[Exercise objective]
From the rows below, extract each line that contains the word "umbrella". Treat uppercase and lowercase letters as distinct when matching.
··· Raw records
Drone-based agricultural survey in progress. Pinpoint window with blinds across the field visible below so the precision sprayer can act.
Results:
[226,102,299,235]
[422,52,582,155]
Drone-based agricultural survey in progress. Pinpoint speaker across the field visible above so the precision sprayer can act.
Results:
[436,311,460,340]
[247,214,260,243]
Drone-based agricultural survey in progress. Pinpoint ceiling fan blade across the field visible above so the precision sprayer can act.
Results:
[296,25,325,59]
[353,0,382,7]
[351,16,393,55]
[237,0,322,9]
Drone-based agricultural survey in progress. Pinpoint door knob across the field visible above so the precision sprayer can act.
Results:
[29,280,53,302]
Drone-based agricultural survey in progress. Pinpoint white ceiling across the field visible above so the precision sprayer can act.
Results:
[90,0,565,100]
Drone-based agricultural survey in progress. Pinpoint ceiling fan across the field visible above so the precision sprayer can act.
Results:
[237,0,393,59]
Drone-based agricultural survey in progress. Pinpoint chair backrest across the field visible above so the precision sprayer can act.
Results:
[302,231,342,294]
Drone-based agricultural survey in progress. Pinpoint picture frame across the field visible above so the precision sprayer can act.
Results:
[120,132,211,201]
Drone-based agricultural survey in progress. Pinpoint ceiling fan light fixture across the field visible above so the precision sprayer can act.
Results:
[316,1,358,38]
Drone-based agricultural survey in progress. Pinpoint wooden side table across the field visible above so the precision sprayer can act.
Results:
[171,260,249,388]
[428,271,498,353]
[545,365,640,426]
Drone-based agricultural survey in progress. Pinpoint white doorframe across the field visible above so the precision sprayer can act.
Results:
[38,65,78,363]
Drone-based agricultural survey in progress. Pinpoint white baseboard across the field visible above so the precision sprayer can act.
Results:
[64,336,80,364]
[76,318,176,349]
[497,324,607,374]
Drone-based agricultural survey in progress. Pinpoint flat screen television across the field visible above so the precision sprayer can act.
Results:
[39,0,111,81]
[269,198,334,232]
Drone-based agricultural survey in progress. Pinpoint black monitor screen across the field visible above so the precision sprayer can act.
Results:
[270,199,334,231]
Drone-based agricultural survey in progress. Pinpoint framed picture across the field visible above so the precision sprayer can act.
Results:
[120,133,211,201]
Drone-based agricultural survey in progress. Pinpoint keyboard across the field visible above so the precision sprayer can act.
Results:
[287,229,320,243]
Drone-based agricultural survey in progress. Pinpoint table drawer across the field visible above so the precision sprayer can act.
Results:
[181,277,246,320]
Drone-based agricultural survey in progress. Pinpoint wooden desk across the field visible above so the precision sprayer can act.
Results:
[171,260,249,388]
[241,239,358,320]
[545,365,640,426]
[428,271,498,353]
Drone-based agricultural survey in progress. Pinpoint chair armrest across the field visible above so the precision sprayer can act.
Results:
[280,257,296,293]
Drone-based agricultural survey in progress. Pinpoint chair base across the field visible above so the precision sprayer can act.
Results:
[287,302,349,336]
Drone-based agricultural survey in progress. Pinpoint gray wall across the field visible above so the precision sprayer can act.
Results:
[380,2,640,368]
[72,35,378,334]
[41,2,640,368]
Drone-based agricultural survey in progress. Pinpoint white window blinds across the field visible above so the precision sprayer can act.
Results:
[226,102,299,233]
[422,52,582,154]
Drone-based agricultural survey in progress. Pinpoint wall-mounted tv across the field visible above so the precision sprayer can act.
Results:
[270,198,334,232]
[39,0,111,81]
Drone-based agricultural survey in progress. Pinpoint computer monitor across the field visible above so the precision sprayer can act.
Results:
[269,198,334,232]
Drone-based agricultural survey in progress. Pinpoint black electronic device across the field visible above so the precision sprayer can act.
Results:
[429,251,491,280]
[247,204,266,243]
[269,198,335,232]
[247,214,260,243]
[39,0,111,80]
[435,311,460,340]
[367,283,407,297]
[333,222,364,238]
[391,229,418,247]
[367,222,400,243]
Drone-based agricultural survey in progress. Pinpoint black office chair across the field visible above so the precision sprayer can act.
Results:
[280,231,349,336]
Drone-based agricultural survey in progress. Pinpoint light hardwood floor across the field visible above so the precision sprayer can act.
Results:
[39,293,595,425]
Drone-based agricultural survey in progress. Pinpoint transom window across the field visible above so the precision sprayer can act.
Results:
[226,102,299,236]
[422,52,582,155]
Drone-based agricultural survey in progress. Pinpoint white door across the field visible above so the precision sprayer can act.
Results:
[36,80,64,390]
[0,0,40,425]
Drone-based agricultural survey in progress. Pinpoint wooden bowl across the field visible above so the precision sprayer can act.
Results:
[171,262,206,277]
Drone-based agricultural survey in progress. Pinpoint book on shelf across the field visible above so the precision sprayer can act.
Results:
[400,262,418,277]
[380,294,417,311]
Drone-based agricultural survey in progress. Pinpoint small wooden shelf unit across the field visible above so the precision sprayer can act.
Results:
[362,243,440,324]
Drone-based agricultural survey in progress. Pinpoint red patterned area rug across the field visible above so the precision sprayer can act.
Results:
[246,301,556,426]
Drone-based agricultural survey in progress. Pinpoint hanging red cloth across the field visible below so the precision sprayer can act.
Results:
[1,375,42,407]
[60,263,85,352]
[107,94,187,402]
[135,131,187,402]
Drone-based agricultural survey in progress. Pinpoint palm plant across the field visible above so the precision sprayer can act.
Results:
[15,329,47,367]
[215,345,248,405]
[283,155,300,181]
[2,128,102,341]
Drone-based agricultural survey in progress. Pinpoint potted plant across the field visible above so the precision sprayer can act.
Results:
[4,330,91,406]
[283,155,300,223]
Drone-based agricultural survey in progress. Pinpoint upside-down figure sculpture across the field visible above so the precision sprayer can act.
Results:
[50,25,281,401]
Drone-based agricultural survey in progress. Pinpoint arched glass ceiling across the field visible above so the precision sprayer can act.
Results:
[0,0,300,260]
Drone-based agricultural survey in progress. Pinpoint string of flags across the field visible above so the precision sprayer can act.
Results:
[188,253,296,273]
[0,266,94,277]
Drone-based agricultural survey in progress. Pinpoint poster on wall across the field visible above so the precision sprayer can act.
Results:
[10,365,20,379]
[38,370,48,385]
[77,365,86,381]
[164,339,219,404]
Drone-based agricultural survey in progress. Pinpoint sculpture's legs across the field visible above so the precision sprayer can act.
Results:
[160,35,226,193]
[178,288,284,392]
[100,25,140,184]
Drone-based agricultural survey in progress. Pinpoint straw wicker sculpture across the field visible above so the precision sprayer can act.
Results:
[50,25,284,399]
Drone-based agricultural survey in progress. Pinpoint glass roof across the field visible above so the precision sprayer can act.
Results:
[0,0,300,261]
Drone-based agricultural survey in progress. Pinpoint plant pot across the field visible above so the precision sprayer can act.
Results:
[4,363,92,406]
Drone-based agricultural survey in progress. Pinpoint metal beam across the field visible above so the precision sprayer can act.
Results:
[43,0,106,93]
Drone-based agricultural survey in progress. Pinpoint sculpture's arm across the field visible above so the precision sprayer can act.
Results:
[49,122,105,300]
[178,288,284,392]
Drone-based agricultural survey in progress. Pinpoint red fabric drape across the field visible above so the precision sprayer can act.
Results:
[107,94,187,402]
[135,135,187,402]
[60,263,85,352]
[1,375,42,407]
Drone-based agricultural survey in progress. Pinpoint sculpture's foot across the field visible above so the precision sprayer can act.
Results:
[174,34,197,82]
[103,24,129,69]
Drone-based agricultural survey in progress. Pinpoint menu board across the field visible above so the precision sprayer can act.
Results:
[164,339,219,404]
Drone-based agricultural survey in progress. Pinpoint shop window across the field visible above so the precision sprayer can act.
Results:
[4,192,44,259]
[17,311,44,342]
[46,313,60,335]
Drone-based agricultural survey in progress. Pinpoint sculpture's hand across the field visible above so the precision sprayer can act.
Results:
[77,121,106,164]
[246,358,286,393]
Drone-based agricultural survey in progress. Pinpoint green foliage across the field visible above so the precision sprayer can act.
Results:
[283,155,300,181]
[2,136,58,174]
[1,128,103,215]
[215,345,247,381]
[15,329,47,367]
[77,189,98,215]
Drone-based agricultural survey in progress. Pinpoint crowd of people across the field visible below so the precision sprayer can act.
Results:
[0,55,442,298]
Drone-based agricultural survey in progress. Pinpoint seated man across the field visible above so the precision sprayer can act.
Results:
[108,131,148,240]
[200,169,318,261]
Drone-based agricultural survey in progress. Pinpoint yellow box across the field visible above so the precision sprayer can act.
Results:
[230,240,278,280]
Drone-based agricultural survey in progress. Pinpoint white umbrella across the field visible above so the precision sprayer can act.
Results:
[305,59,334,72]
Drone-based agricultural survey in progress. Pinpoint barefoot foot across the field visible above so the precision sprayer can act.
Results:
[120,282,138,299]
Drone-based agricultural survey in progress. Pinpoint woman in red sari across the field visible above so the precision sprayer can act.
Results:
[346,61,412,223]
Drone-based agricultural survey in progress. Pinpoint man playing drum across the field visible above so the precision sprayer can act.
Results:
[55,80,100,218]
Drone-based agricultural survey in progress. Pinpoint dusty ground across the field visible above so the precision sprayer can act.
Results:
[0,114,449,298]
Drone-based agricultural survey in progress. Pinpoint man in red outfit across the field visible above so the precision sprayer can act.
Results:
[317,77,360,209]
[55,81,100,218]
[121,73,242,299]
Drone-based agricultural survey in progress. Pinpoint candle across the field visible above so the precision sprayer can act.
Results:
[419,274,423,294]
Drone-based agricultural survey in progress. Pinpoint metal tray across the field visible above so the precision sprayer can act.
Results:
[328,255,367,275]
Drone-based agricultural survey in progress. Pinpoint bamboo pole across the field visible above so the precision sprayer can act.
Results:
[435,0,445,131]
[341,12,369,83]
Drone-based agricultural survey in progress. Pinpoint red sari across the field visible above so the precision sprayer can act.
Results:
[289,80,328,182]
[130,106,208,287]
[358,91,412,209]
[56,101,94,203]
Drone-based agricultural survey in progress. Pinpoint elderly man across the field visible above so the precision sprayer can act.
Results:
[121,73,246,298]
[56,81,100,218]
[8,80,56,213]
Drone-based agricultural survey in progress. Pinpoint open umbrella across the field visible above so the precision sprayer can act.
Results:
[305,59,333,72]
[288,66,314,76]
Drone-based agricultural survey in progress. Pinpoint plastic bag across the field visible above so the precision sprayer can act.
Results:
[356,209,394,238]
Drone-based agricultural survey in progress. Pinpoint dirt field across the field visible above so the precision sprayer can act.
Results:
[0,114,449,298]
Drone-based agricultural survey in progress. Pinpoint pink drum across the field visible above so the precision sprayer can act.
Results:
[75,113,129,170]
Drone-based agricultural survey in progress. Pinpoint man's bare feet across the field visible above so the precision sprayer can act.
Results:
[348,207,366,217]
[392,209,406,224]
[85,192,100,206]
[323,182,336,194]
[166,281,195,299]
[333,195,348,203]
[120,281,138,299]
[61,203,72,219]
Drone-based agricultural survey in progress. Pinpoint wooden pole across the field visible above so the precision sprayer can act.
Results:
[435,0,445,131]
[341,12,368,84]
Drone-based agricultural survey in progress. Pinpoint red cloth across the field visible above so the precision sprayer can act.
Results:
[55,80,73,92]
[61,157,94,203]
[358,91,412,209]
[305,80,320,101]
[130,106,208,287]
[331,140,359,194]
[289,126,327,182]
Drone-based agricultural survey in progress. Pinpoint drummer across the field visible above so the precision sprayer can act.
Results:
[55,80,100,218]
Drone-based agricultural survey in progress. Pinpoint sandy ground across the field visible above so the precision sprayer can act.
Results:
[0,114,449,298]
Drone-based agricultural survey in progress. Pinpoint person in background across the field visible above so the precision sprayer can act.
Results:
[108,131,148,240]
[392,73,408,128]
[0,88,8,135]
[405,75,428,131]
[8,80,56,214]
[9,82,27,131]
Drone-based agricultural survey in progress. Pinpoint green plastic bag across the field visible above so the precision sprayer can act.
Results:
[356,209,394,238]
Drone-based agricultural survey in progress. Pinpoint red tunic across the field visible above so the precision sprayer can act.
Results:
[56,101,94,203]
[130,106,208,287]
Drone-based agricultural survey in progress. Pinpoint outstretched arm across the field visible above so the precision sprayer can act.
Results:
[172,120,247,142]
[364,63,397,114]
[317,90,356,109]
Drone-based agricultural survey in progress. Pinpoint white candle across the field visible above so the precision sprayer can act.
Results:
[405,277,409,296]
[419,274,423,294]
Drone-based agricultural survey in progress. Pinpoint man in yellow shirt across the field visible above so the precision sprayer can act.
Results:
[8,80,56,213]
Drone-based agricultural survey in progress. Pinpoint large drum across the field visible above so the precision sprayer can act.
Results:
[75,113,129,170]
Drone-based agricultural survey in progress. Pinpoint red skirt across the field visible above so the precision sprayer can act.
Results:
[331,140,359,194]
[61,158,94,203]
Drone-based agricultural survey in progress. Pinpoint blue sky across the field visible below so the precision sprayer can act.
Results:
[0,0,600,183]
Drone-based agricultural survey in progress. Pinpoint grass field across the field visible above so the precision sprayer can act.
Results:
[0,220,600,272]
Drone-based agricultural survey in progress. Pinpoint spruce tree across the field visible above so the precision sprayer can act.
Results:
······
[Task result]
Drone-based agricultural survey in progress. Pinpoint white umbrella across the field visible above so the precision sprayer can act.
Drone-based agricultural survey in progress. Pinpoint open umbrella across the field visible above so the precision sprayer can act.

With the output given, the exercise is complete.